#### EXERCISE REQUIREMENTS
Can you put the lines below, from the start of the items through the line containing "[(491, 324)]", into a JSON list of strings with one string per line and no blank lines?

Records taken from a data source
>>>>>

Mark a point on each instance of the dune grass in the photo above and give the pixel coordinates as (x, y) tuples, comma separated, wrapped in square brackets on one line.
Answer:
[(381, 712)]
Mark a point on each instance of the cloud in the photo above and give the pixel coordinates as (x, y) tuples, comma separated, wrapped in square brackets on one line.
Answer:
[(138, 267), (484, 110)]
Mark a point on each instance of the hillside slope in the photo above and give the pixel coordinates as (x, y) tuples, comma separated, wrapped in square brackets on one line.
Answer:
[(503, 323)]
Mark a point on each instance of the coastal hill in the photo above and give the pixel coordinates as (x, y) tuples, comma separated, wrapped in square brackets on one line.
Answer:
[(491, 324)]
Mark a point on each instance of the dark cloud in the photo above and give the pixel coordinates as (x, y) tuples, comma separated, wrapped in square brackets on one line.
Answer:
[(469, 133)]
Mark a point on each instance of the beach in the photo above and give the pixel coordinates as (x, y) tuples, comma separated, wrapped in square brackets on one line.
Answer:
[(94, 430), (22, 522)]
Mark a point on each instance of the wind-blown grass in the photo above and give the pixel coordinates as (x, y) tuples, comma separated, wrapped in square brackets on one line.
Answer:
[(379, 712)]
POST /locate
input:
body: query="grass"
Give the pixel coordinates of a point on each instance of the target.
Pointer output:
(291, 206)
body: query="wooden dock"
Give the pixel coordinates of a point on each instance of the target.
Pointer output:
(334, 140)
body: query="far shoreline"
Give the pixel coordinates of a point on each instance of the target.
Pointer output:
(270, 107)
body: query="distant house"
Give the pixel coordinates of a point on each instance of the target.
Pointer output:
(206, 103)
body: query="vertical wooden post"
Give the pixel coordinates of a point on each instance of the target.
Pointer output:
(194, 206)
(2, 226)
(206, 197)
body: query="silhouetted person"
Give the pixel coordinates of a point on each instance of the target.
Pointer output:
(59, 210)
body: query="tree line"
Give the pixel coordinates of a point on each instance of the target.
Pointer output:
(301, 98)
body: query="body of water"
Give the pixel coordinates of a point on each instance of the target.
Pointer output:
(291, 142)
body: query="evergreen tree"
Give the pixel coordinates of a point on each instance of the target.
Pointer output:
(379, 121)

<<<<<

#### RESULT OF THE TASK
[
  "Mark a point on each instance of the dune grass in the photo above and give the pixel coordinates as (x, y) tuples, comma separated, wrapped in square brackets on one line.",
  "Answer:",
  "[(381, 712)]",
  "Mark a point on each instance of the cloud in the photo above and give the pixel coordinates as (x, y) tuples, comma separated, wrapped in square brackets on one line.",
  "Answer:",
  "[(138, 267), (484, 110)]",
  "Mark a point on each instance of the hillside slope in the photo above and give the pixel coordinates as (x, y) tuples, comma separated, wrapped in square brackets on one line.",
  "Answer:",
  "[(503, 323)]",
  "Mark a point on each instance of the coastal hill in the photo above and give the pixel coordinates as (x, y) tuples, comma separated, wrapped in square brackets on one line.",
  "Answer:",
  "[(491, 324)]"
]